===== Stored records

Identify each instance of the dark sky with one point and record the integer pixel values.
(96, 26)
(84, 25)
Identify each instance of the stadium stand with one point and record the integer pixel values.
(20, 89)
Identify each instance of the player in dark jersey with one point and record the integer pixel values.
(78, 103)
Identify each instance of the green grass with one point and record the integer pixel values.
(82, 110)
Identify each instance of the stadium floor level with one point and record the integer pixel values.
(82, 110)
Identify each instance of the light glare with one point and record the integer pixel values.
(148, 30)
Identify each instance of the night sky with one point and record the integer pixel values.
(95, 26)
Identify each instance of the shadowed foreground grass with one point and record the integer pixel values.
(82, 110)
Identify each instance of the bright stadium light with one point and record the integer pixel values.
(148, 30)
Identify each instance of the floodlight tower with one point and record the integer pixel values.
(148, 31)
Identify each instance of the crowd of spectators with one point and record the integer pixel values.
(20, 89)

==========
===== Stored records

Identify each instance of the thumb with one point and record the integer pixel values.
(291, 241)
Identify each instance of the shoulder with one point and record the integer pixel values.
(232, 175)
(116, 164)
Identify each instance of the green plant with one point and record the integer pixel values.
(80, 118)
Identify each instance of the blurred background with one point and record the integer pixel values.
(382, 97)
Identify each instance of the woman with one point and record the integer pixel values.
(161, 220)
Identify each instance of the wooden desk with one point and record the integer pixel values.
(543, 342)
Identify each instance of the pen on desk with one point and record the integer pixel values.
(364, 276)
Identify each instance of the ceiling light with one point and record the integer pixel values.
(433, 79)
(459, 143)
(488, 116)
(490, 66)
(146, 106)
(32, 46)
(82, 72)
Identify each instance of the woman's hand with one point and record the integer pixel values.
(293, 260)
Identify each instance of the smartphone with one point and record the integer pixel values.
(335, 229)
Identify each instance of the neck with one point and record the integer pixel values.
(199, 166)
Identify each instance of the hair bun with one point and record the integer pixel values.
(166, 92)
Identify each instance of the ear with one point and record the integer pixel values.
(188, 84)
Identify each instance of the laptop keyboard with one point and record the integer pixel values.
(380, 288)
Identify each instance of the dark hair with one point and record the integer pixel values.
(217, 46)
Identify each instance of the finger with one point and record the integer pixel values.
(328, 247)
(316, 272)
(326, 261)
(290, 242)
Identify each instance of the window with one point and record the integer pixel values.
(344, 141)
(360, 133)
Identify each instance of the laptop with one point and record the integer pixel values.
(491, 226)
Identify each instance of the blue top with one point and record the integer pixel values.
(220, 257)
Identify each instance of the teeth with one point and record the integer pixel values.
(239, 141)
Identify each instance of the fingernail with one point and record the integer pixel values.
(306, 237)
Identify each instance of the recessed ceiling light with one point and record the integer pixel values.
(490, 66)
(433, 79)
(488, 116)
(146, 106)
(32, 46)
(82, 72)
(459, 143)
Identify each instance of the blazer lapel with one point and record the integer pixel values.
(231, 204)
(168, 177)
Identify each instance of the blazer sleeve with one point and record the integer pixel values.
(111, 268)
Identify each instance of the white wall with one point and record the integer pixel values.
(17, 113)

==========

▶ _Work instructions_
How many lines in the records above contain the string "blazer", counting only case-exact matches? Reply with the number alone.

▶ _Task solution_
2